Registered Nurses at military (not VA) hospitals, I need advice.

I am a civilian working in an Army hospital, last job was in a civilian hospital. On the floor I work, there are a mix of young officers (O-1 to O-3) and several civilian RN's (average age 45). It's difficult (but not impossible) to obtain overseas assignments. They're fazing out civilians and relying more on military.

I have a lot of thoughts, I'm just going to put them in bullet points because there's no cohesion. Keep in mind I've only worked in one army hospital so this is one experience and would like to pre-face this with I love my job and co-workers. As far as the work ethic, I know what you're talking about it. It's like certain people move at one pace regardless of how busy it is. I will say military nurses are generally very good, but like any field, there are always bad eggs.

  • There is sometimes a divide between military and civilian nurses because of "fairness." Some examples: We take 1-2 on-call shifts per pay period. Civilians are paid to be on call. Military are not. If a civilian nurse is called in to work on their on call day they earn time and a half. Military earn nothing. The hospital does their best not to call in civilians because we're expensive, if a military nurse is on call, they make little to no effort as it is free labor. It causes some animosity. Granted, the loudest are the young officers. I understand their sentiment, but on the same note they joined the military on their own accord and earn benefits we do not.

* [Instructions]
1) In the post about nursing in an Army hospital, what rank range do the young officers on the writer's floor hold?
2) Name every kind of hospital that the post about nursing in an Army hospital mentions.
3) From the post about nursing in an Army hospital, reproduce the part that opens with the words "I am a civilian" and closes with "more on military.", substituting "foreign postings" for "overseas assignments".
The listing that follows has no connection to the post about nursing in an Army hospital.

* [Collected data]
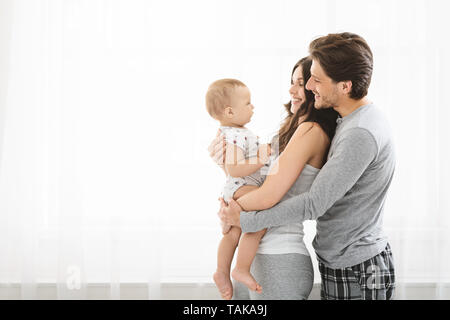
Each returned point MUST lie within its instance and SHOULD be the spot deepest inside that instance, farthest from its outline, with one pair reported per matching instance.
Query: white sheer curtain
(104, 174)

* [Responses per task]
1) O-1 to O-3

2) Military hospitals, VA hospitals, an Army hospital, and a civilian hospital

3)
I am a civilian working in an Army hospital, last job was in a civilian hospital. On the floor I work, there are a mix of young officers (O-1 to O-3) and several civilian RN's (average age 45). It's difficult (but not impossible) to obtain foreign postings. They're fazing out civilians and relying more on military.